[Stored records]
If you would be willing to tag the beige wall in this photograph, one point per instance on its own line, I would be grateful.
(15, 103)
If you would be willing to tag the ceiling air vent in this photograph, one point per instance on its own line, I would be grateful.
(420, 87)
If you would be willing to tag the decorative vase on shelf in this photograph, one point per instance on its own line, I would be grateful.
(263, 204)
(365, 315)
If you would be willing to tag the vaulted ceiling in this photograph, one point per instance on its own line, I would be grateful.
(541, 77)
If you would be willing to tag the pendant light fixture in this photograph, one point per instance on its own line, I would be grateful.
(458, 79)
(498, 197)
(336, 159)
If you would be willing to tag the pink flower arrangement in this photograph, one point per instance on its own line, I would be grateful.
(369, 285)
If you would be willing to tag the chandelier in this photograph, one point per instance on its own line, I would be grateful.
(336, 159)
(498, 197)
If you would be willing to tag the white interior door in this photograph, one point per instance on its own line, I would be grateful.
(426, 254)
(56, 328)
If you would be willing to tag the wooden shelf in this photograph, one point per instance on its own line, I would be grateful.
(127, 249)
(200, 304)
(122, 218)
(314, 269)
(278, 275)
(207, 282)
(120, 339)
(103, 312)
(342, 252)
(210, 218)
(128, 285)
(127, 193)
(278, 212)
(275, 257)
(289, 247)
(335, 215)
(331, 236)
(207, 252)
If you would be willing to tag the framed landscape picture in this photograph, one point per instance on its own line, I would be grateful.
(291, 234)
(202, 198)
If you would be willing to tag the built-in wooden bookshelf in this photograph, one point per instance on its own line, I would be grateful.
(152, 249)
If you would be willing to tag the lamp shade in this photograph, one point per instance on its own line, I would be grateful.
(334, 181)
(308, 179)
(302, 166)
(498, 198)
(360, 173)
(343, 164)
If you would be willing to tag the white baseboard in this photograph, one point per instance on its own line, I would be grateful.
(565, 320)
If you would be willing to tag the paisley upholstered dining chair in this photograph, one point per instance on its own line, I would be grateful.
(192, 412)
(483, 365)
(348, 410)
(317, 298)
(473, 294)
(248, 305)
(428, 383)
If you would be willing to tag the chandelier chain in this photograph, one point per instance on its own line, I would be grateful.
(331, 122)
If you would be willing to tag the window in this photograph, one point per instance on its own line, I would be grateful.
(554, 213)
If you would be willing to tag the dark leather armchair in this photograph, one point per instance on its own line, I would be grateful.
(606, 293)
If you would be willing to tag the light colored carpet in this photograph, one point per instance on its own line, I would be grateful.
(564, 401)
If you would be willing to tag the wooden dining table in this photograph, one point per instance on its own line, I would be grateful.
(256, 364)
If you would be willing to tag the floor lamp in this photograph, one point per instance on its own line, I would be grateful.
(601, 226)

* [What is being asked]:
Only the lines from the one containing "If you would be willing to tag the chandelier chain" through the last line of the records above are to be reproduced, exactly and with both ends included.

* [Solution for this problem]:
If you would be willing to tag the chandelier chain in this photograph, one point per instance on its own line, I would be grateful.
(331, 122)
If you would be willing to tag the window in this photograph, one point per instance on its own line, I would be grateful.
(554, 213)
If you would be willing to tag the dark leather armchair in this photograph, one point per instance on its own line, I would be grateful.
(606, 293)
If you would be willing to tag the light colored carpet in this photograph, one point per instance on its own line, I would be grateful.
(564, 401)
If you would be willing to tag the wooden dining table in this photograph, one point per instance on its own line, I would be grateful.
(256, 364)
If you would be willing to tag the floor lamp in this photograph, one point per instance on its own line, I would be grateful.
(601, 226)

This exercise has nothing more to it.